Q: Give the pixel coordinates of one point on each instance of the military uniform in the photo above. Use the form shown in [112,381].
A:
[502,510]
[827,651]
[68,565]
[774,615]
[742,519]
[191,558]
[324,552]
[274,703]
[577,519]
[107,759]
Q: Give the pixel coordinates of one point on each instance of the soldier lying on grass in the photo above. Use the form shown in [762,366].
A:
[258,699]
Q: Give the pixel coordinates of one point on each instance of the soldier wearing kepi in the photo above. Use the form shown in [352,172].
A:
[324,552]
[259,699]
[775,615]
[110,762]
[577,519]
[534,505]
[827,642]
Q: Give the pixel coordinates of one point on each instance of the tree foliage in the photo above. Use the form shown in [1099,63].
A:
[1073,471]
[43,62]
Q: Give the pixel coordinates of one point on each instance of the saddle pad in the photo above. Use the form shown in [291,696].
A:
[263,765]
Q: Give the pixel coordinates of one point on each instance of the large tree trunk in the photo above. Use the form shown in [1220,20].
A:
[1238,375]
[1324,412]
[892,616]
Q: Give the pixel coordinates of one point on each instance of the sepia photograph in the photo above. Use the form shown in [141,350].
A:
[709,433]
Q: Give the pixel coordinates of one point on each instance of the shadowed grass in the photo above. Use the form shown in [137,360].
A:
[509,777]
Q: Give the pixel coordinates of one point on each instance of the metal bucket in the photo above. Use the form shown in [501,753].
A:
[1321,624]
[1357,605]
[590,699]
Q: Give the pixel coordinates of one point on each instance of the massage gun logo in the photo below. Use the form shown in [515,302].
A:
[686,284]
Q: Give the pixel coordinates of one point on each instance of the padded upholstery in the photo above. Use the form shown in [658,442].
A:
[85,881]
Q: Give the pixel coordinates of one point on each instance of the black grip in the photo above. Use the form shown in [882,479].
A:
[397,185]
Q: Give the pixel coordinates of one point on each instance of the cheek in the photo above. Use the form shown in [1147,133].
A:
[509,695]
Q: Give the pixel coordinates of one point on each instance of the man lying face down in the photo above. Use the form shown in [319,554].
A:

TRY IT: From the data above, gather every line that includes the word "grass".

COMPLETED EXERCISE:
Q: Give the pixel coordinates of one point on each instance of the soldier lying on grass in the photo above. Use the form shown in [762,366].
Q: Give the pixel coordinates of one point on each instance of the shadowed grass in the photo above. Use the form shown in [137,360].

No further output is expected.